◆ LISTA DE TAREAS ◆
(a) Transcriba el fragmento del texto sobre la reforma laboral comprendido entre "Insistir en lo" y "entrar en pérdidas.", ambos incluidos.
(b) Según el texto sobre la reforma laboral, ¿por qué la reforma acabaría perjudicando de nuevo al empleo? Explíquelo en una a tres oraciones.

◆ TEXTO EXTRAÍDO ◆
“Cuanto peor, mejor” se ha convertido en la
máxima del nuevo gobierno. Parece que los ministros han leído
atentamente el libro de Naomi Klein La doctrina del shock.
Insistir en lo mal que están las cosas permite tomar medidas
extraordinarias. Esta maniobra es clara en el caso de la reforma
laboral. El PP ha venido repitiendo que el paro irá en aumento lo que
obliga a hacer una reforma de gran calado y acabar dando todo el poder a
las empresas. La nueva reforma coloca a las empresas como juez, siendo
parte interesada, de las condiciones laborales. Decidirán en cada
momento el salario, la duración de la jornada y las funciones de sus
trabajadores, pasando por encima de los convenios colectivos, aun sin
entrar en pérdidas.
Reducir el salario de los trabajadores sin duda aumentará los
beneficios empresariales, considerados como lo más importante para el
crecimiento, pero no se establecen los mecanismos para que dichos
beneficios se inviertan en generar empleo. ¿Quién asegura que los
beneficios no se repartirán entre pocos accionistas o acabarán en la
Bolsa? Mientras las apuestas bursátiles supongan más beneficios que la
inversión productiva, las empresas e inversores preferirán el mercado
financiero. No hay ninguna iniciativa seria por parte del gobierno ni de
la Comisión Europea para regular y gravar el mercado financiero, lo
cual es un factor esencial para desarrollar la economía productiva. Por
otro lado, una reforma que favorece la desprotección, la alta rotación
entre paro y empleo, y la pérdida de capacidad de negociación no tardará
en tener como resultado una caída de los salarios, que las empresas
celebrarán, pero que hará caer aún más la demanda, la actividad
económica y, de nuevo, el empleo.

◆ Filas de un conjunto de datos ◆
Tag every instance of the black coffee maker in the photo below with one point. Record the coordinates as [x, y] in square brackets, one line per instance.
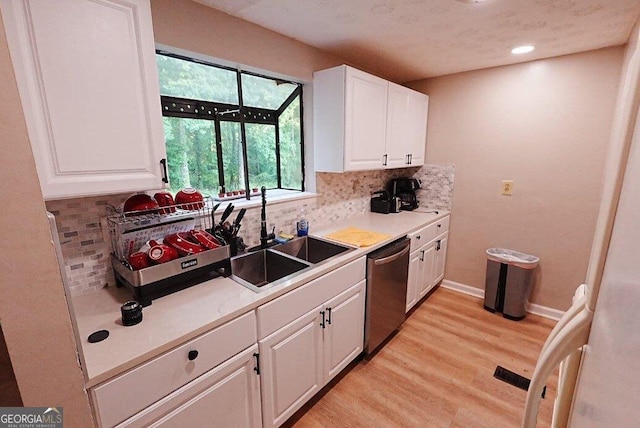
[404, 188]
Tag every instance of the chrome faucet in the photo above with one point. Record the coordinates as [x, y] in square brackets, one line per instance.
[265, 237]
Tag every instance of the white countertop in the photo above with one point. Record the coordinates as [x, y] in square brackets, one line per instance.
[184, 315]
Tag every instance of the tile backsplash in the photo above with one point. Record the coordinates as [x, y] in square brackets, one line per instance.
[86, 249]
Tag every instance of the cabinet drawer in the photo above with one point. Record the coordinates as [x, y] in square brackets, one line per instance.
[119, 398]
[428, 233]
[442, 226]
[281, 311]
[418, 238]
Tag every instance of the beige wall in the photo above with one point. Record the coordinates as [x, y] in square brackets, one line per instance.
[197, 28]
[33, 309]
[544, 124]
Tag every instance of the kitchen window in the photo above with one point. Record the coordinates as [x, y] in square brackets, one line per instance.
[229, 130]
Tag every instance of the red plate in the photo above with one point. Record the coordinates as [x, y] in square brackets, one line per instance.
[181, 242]
[205, 239]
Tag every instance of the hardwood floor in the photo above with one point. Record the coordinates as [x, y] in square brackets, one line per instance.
[437, 371]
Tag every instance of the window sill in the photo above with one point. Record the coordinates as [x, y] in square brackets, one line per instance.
[274, 197]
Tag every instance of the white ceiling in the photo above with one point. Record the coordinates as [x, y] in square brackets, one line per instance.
[407, 40]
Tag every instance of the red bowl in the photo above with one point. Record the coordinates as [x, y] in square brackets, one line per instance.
[205, 239]
[165, 200]
[140, 203]
[161, 253]
[138, 261]
[189, 199]
[181, 242]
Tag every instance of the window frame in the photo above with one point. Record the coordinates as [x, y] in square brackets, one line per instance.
[219, 112]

◆ RESPUESTAS PROPORCIONADAS ◆
(a)
Insistir en lo mal que están las cosas permite tomar medidas
extraordinarias. Esta maniobra es clara en el caso de la reforma
laboral. El PP ha venido repitiendo que el paro irá en aumento lo que
obliga a hacer una reforma de gran calado y acabar dando todo el poder a
las empresas. La nueva reforma coloca a las empresas como juez, siendo
parte interesada, de las condiciones laborales. Decidirán en cada
momento el salario, la duración de la jornada y las funciones de sus
trabajadores, pasando por encima de los convenios colectivos, aun sin
entrar en pérdidas.

(b) La reforma favorece la desprotección, la alta rotación entre paro y empleo y la pérdida de capacidad de negociación, y por ello provocará pronto una caída de los salarios. Esa caída hará descender aún más la demanda y la actividad económica y, con ellas, el empleo.